> [Exercise goal]: Return the listing word for word, as given.

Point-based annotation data
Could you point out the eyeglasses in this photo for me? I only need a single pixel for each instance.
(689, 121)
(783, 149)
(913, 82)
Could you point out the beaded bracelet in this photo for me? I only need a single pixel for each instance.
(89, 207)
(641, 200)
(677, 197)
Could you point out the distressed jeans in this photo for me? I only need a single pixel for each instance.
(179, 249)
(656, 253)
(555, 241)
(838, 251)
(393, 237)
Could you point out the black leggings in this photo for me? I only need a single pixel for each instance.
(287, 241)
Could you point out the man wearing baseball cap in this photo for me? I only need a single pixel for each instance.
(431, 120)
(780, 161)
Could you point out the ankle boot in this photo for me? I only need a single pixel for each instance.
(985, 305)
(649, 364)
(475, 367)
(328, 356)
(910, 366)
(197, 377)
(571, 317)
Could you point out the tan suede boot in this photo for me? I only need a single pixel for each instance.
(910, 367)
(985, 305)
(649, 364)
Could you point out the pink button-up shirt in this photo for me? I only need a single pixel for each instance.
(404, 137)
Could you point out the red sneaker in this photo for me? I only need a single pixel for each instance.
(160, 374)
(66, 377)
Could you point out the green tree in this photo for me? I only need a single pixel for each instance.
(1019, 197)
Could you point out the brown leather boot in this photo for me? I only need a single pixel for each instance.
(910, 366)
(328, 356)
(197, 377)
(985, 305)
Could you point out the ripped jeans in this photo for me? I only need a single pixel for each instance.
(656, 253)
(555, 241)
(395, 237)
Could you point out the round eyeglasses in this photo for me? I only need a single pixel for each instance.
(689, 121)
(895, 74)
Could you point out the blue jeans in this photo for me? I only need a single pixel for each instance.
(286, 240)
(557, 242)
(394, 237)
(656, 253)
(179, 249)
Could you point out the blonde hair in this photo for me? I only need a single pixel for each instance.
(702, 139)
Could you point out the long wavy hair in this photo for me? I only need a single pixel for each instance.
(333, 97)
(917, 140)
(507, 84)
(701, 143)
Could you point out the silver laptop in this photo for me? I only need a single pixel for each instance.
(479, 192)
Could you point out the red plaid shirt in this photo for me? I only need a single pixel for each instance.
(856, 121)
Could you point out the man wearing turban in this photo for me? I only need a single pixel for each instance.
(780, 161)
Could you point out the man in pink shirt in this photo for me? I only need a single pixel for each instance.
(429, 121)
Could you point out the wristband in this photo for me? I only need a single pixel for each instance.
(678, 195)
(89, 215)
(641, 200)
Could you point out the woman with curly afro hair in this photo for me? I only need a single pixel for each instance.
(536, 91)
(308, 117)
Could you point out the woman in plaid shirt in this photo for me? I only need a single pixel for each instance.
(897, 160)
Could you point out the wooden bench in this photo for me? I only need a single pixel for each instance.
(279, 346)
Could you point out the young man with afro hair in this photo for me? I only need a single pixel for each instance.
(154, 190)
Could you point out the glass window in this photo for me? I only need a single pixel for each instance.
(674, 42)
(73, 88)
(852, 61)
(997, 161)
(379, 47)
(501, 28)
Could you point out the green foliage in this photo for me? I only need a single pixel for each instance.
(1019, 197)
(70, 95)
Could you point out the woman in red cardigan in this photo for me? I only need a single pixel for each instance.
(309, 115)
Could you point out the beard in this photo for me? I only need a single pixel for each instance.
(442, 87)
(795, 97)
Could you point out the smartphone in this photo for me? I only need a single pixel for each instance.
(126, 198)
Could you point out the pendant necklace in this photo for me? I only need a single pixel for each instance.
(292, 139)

> [Exercise output]:
Could you point out the eyeglasses in this photo for me? I only need a single pixel for each instance.
(689, 121)
(783, 149)
(913, 82)
Could you point out the beaded bracelet in this photo for me? I only need a single pixel for each instance.
(89, 207)
(641, 200)
(677, 197)
Could you point out the distressed jeans in this photo for me? I only need a single pixel for each instance.
(179, 249)
(656, 253)
(555, 241)
(838, 251)
(393, 237)
Could you point out the black leggings in this photo for me? I only need a single pixel for each instance.
(287, 241)
Could you point out the man wearing baseball cap in this photo for me? I only need a single pixel for each instance.
(431, 120)
(780, 161)
Could you point out the ankle boot in this photo for me? I only need a single pixel for each instance.
(985, 305)
(649, 364)
(475, 367)
(328, 356)
(910, 366)
(197, 377)
(571, 317)
Could you point out the tan suede boot in this photo for me? I only need a single pixel for each instance.
(910, 367)
(985, 305)
(649, 364)
Could you point out the pink button-up shirt in this photo for me? I only need a single pixel for each instance.
(404, 137)
Could you point out the red sneaker in this photo for me? I only need a single pixel for each instance.
(160, 374)
(66, 377)
Could you point out the green tree in this photo for me? I only need a single pixel for each instance.
(1019, 197)
Could you point out the brown leather boot in this photo for me? I only need a single pixel for each instance.
(910, 366)
(328, 356)
(197, 377)
(985, 305)
Could you point out the ripped jeans in this photo for me? I only need a single pixel for each instance.
(656, 253)
(555, 241)
(395, 237)
Could you point out the round eyeglasses in this photo for me? I only need a single pixel for each instance.
(689, 121)
(895, 74)
Could you point out the blue jeans in this photo for me? I only need a single pixel for each instance.
(286, 240)
(557, 242)
(394, 237)
(656, 253)
(179, 249)
Could you point out the blonde hair in this photo for me? I only need a single pixel for each instance.
(702, 139)
Could you point out the long wavy hair in this photo for me? I only need a single pixel for each instance.
(333, 97)
(917, 140)
(507, 84)
(701, 143)
Could you point out the silver laptop in this photo for me? I only need a single pixel for each instance.
(479, 192)
Could you point out the red plaid shirt in this photo for me? I only need a single pixel for each instance.
(856, 121)
Could you point out the man wearing turban in this photo for me? I only need a single pixel for each instance.
(780, 161)
Could you point out the man in pink shirt in this photo for me? I only need a single pixel for each instance.
(429, 121)
Could you point out the wristband in this photo for me? I only need a single pixel for each instance.
(678, 195)
(89, 215)
(641, 200)
Could you point out the woman with curly afro hair in this photo for me? I only need a single pixel for each instance.
(536, 91)
(308, 117)
Could you point out the woman in plaid shirt in this photo for me? I only need a single pixel for each instance.
(897, 160)
Could you point out the wooden bench in this photo for me? I only need a single pixel for each instance.
(279, 346)
Could you point out the young man with afro hair in this photo for me? I only need a single pixel for each instance.
(154, 190)
Could you point out the glass window in this photo for me? I only need a single pixel for each instance.
(674, 42)
(73, 88)
(852, 61)
(997, 161)
(379, 47)
(501, 28)
Could you point out the green foliage in this photo for me? I only need a single pixel for each instance.
(1019, 197)
(70, 95)
Could you point out the woman in red cardigan in this photo for me? I only need a single pixel for each instance.
(309, 115)
Could you point out the beard in this photo for me? I only need a single pixel for each instance.
(442, 87)
(795, 97)
Could you point out the smartphone in this photo for me? I only need a single pixel for each instance.
(126, 198)
Could you point out the pendant necklace in this photo for me? I only need a single pixel for each instance.
(292, 139)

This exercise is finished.